Convert the data below into a Markdown table with two columns, Row and Line. Number each row, place one line of the data in each row, and leave out blank lines.

----------

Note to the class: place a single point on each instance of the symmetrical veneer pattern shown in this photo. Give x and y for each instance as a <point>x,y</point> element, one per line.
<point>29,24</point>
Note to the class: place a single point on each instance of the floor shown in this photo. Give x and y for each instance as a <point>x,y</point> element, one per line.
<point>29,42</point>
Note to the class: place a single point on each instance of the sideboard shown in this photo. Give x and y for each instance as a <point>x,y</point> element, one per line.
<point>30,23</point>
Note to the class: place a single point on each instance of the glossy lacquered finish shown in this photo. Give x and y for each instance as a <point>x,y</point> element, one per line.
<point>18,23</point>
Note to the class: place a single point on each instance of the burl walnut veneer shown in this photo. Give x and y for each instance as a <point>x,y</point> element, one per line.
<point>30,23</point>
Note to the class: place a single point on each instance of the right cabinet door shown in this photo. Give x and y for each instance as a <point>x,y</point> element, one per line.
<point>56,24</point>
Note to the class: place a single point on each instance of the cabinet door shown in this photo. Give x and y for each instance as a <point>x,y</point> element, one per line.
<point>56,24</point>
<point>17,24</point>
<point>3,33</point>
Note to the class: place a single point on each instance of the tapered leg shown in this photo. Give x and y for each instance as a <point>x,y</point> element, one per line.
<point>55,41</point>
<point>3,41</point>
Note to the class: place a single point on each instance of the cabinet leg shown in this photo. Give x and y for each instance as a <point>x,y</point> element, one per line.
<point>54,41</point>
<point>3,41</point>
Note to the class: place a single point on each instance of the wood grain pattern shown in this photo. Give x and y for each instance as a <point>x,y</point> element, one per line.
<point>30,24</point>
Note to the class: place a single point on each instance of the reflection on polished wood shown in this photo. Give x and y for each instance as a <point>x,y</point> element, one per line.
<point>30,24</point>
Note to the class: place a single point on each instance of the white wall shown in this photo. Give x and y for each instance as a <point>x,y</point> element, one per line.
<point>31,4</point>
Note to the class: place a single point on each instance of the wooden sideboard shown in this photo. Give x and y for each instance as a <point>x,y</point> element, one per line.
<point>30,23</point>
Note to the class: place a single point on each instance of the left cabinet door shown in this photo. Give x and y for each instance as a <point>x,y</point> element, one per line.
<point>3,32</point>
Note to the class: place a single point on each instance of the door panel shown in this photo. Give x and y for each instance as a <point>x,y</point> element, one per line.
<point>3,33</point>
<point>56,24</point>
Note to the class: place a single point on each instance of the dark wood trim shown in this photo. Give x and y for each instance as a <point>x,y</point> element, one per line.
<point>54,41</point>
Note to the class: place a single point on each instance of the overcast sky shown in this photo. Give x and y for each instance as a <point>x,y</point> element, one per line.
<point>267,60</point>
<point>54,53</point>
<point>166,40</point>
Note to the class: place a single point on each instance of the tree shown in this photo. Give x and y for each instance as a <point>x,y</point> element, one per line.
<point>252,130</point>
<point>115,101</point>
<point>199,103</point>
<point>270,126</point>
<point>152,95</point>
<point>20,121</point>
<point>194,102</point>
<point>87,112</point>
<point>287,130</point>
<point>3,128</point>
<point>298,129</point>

----------

Full response.
| Row | Line |
|---|---|
| 1 | Note to the class: place a single point on each instance of the symmetrical veneer pattern shown in this photo. Give x and y for each instance as a <point>x,y</point> element, one per line. |
| 2 | <point>29,24</point> |
| 3 | Note to the class: place a single point on each instance of the floor shown in this photo. Give x and y for each instance as a <point>x,y</point> element, one per line. |
| 4 | <point>29,42</point> |
| 5 | Note to the class: place a single point on each instance of the sideboard shown in this photo. Give x and y for each instance as a <point>x,y</point> element, one per line. |
| 6 | <point>30,23</point> |
| 7 | Note to the class: place a single point on each instance of the glossy lacquered finish shown in this photo. Give x and y for each instance as a <point>x,y</point> element, one per line. |
| 8 | <point>18,23</point> |
| 9 | Note to the class: place a single point on each instance of the burl walnut veneer shown in this photo. Give x and y for each instance as a <point>x,y</point> element, one per line. |
| 10 | <point>30,23</point> |
| 11 | Note to the class: place a single point on each instance of the right cabinet door shown in this photo. Give x and y for each instance as a <point>x,y</point> element, one per line. |
| 12 | <point>56,24</point> |
| 13 | Note to the class: place a single point on each instance of the cabinet door shown in this photo. Give x and y for each instance as a <point>x,y</point> element, one per line. |
| 14 | <point>56,24</point> |
| 15 | <point>17,24</point> |
| 16 | <point>3,33</point> |
| 17 | Note to the class: place a single point on each instance of the tapered leg shown in this photo. Give x and y for each instance as a <point>x,y</point> element, one per line. |
| 18 | <point>55,41</point> |
| 19 | <point>3,41</point> |
| 20 | Note to the class: place a single point on each instance of the cabinet leg shown in this photo. Give x and y for each instance as a <point>x,y</point> element, one per line. |
| 21 | <point>54,41</point> |
| 22 | <point>3,41</point> |
| 23 | Note to the class: place a single point on each instance of the wood grain pattern shown in this photo. Give x and y for each instance as a <point>x,y</point> element, one per line. |
| 24 | <point>30,24</point> |
| 25 | Note to the class: place a single point on each instance of the reflection on polished wood shown in this photo. Give x and y for each instance as a <point>x,y</point> element, one per line. |
| 26 | <point>30,24</point> |
| 27 | Note to the class: place a single point on each instance of the white wall shown in this photo. Give x and y for each instance as a <point>x,y</point> element, one per line. |
| 28 | <point>31,4</point> |
| 29 | Note to the class: place a single point on each instance of the wooden sideboard shown in this photo. Give x and y for each instance as a <point>x,y</point> element, one per line. |
| 30 | <point>30,23</point> |
| 31 | Note to the class: place a single point on each instance of the left cabinet door shown in this photo. Give x and y for each instance as a <point>x,y</point> element, one per line. |
| 32 | <point>3,32</point> |
| 33 | Note to the class: place a single point on each instance of the door panel shown in this photo. Give x and y for each instance as a <point>x,y</point> element, one per line. |
| 34 | <point>3,33</point> |
| 35 | <point>56,24</point> |
| 36 | Note to the class: place a single point on each instance of the dark wood trim shown in this photo. Give x and y for each instance as a <point>x,y</point> element, one per line. |
| 37 | <point>54,41</point> |
| 38 | Note to the class: place a single point on each instance of the overcast sky shown in this photo. Give x and y for each instance as a <point>x,y</point> element, one per line. |
| 39 | <point>267,60</point> |
| 40 | <point>54,53</point> |
| 41 | <point>166,40</point> |
| 42 | Note to the class: place a single point on each instance of the tree shown in this photo. Give x and y for each instance as a <point>x,y</point> element, one per line. |
| 43 | <point>252,130</point> |
| 44 | <point>115,101</point> |
| 45 | <point>199,103</point> |
| 46 | <point>270,126</point> |
| 47 | <point>152,95</point> |
| 48 | <point>20,121</point> |
| 49 | <point>194,102</point> |
| 50 | <point>87,112</point> |
| 51 | <point>287,130</point> |
| 52 | <point>3,128</point> |
| 53 | <point>298,129</point> |